**Written task**
Echo each of the records below line for line, without changing a single character.

**Material provided**
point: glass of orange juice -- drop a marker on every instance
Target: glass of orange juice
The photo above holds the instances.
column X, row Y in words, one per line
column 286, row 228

**Output of the task**
point: glass of orange juice -- drop a marker on every instance
Target: glass of orange juice
The photo above holds the instances.
column X, row Y in words, one per line
column 286, row 228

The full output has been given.